Region pointing data:
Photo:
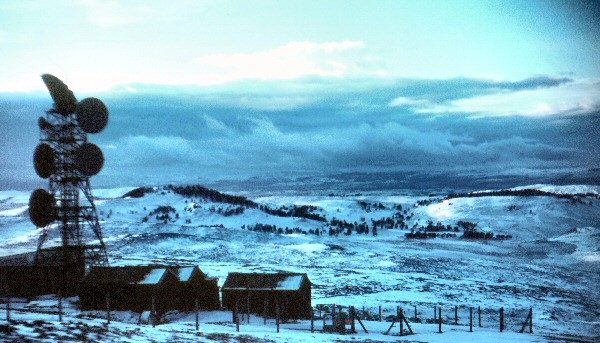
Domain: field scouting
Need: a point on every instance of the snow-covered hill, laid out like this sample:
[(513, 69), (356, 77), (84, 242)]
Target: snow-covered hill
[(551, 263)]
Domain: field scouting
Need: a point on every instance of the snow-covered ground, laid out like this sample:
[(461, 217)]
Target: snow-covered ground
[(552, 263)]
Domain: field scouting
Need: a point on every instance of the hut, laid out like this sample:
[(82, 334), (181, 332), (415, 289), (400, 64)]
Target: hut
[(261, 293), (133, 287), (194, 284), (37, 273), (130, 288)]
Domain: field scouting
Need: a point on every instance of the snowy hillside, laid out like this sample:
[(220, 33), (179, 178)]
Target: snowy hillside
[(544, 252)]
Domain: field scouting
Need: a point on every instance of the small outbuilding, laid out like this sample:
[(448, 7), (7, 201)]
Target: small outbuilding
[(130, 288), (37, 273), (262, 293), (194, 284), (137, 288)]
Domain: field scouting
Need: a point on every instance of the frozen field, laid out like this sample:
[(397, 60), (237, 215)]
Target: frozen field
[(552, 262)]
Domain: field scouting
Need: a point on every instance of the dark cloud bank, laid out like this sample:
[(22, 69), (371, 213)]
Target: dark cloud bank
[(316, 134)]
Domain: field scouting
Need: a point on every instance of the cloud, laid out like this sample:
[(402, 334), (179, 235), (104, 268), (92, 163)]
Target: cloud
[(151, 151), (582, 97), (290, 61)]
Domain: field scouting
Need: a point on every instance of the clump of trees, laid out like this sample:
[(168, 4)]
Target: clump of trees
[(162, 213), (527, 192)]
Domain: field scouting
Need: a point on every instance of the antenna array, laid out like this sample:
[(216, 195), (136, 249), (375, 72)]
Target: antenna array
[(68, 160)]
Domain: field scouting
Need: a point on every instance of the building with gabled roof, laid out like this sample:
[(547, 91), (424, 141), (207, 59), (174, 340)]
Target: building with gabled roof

### Work request
Search the records for the string "gabled" and return every line in which it occurs.

### Task solution
Need: a point on every instance of the building with gabled roof, laid out like this sample:
Target: building with gabled roof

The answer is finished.